> **Page extract**:
——————

# Bunk T3 from Stenlabs



## BillHicksFan (Jan 7, 2011)

I've recently bought some T3 from Sten and it's bunk. I've emailed them and they won't reply. Anybody else had the same problem?

Edit: The last batch of T3 I could not exceed 50mcg without suffering serious sides. This new batch is as weak as piss. 220mcg/day and no sides.


----------



## Dark Geared God (Jan 7, 2011)

they sten people had a falling out with sum workers


----------



## ThisIsNotTheDEA (Jan 7, 2011)

And what have we learned from this experience gentlemen? 

Please Use FDA approved T3 from now on!


----------



## BillHicksFan (Jan 7, 2011)

The site says it's under new management and I've received bunk gear. Coincidence?
I hope so.


----------



## Life (Jan 7, 2011)

There was a split. JimT, the guy that was usually on the forums for Sten and also does BB shows, split from the company and is forming PrecisionPeptides.


----------



## BillHicksFan (Jan 7, 2011)

Life said:


> There was a split. JimT, the guy that was usually on the forums for Sten and also does BB shows, split from the company and is forming PrecisionPeptides.


 
I did receive an email from precision peptides however I assumed it was a spammer. It didn't mention anything in regards to my email so I'll reply to it. Thanks.


----------



## CG (Jan 7, 2011)

Well fuck. They've got aicar and gw1516. And they're repuitable... right?

Sent from my SPH-M900 using Tapatalk


----------



## BillHicksFan (Jan 7, 2011)

Cgrant said:


> Well fuck. They've got aicar and gw1516. And they're repuitable... right?

——————

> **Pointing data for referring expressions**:
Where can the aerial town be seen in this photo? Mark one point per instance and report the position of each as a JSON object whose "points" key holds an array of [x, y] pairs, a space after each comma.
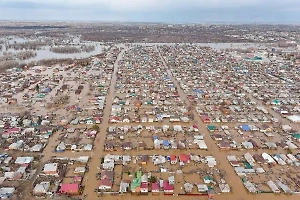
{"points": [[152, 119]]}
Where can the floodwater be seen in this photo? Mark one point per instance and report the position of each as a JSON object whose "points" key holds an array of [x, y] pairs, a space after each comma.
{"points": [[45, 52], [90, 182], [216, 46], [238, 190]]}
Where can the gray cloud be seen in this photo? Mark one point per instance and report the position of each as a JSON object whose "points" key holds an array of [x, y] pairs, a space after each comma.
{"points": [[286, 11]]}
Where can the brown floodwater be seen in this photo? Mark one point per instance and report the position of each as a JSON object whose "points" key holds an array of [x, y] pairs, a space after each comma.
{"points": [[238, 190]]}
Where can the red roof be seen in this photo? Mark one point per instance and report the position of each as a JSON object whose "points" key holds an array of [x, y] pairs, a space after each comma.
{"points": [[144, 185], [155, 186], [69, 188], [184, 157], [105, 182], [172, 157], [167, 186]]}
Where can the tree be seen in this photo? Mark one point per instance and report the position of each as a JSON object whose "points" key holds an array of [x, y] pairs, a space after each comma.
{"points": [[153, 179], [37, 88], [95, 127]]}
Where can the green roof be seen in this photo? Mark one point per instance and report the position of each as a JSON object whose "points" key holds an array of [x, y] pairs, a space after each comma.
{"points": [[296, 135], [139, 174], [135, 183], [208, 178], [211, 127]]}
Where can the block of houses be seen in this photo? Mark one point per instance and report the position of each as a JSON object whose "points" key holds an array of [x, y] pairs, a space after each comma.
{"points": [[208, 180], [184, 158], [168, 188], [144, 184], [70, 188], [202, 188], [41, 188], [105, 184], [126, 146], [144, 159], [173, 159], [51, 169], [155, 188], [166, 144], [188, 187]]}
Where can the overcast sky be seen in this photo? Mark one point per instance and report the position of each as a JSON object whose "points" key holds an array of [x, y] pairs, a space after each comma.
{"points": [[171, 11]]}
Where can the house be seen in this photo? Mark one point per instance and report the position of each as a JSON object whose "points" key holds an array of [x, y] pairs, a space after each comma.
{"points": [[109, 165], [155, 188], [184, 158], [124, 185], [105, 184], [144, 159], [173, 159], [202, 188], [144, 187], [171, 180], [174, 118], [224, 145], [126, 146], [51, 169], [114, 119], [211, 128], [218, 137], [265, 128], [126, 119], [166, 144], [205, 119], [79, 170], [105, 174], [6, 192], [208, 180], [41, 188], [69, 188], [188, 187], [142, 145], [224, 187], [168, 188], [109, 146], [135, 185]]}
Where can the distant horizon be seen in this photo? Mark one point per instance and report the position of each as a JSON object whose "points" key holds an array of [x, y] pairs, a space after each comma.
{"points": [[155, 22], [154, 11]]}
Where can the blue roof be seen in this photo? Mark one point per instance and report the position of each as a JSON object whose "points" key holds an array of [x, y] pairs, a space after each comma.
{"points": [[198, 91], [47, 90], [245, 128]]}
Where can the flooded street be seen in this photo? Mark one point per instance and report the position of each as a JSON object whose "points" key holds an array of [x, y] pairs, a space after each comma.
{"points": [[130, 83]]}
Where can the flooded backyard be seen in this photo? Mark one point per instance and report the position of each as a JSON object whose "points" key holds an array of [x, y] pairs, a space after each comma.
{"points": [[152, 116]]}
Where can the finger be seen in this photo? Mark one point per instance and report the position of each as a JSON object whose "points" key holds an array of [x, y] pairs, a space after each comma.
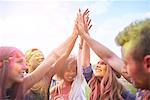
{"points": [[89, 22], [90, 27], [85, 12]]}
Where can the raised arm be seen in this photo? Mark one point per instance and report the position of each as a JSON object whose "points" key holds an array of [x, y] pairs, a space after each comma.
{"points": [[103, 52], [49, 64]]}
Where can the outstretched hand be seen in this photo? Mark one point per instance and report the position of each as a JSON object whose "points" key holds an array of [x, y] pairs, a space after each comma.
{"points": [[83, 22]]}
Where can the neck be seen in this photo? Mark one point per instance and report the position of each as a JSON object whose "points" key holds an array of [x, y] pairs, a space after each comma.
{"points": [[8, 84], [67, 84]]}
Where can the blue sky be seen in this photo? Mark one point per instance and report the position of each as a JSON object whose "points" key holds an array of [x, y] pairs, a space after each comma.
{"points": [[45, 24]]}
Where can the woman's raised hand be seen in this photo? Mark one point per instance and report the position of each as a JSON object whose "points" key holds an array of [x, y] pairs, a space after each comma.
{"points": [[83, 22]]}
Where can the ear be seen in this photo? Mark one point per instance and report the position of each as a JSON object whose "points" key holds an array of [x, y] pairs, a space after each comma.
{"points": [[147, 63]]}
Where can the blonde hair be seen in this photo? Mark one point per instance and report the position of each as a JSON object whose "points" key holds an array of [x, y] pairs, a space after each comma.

——————

> **Exercise set**:
A – Answer these questions about the forum thread on bunk T3 from Stenlabs.
(i) How much of the new T3 batch per day does BillHicksFan say he takes without side effects?
(ii) According to Life, what is JimT forming after splitting from the company?
(iii) What does BillHicksFan say the site states about the company's management?
B – Retype the passage of the forum thread on bunk T3 from Stenlabs, starting at "I did receive" and ending at "CG (Jan 7, 2011)".

> **Responses to the tasks**:
A –
(i) He takes 220mcg per day with no side effects.
(ii) JimT is forming PrecisionPeptides.
(iii) The site says the company is under new management.

B –
I did receive an email from precision peptides however I assumed it was a spammer. It didn't mention anything in regards to my email so I'll reply to it. Thanks.


----------



## CG (Jan 7, 2011)